## EXCERPT TO READ
--*--

Forum Moderators: phranque
First of all allow me to thank you for the good job you do by posting answers on this world class forum. Keep up the good work!
Now, the reason I'm writing this is because I have very serious problems with the links on my site. I use Joomla! CMS and the TinyMCE content editor creates relative URLs and many of them look like this:
example.com/category/section/index.php/other_category/other_section/article.html
While te correct links look like this:
example.com/category/section/article.html
The correct links do exist, but due to the relative links generated I now have many duplicates (actually more than double) that I want to get rid of.
I believe that there is some .htaccess trick to redirect such links to 404 (so that search engines remove duplicate links from their DBs) using some sort of pattern matching.
I got rid of the relative URLs by using the find + replace MySQL syntax, so the cause has been removed but I really need assistance with removing the faulty URLs.
Any ides?
Thank you very much!

--*--

## INFORMATION SUPPLIED
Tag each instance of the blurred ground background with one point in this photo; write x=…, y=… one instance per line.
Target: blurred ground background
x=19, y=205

--*--

## WRITTEN TASKS
1. Say whether each statement agrees with the forum post, answering yes or no and quoting the exact words that decide it: (a) The site runs on Joomla! CMS. (b) The poster has not yet removed the cause of the relative URLs. (c) The poster wants the faulty links sent to a 404.
2. Repeat the part of the forum post from "Now, the reason" up to and including "get rid of.", word for word.
You won't need the listing.

## SOLUTIONS TO EACH TASK
1.
(a) Yes: "I use Joomla! CMS"
(b) No: "so the cause has been removed"
(c) Yes: "redirect such links to 404"

2.
Now, the reason I'm writing this is because I have very serious problems with the links on my site. I use Joomla! CMS and the TinyMCE content editor creates relative URLs and many of them look like this:
example.com/category/section/index.php/other_category/other_section/article.html
While te correct links look like this:
example.com/category/section/article.html
The correct links do exist, but due to the relative links generated I now have many duplicates (actually more than double) that I want to get rid of.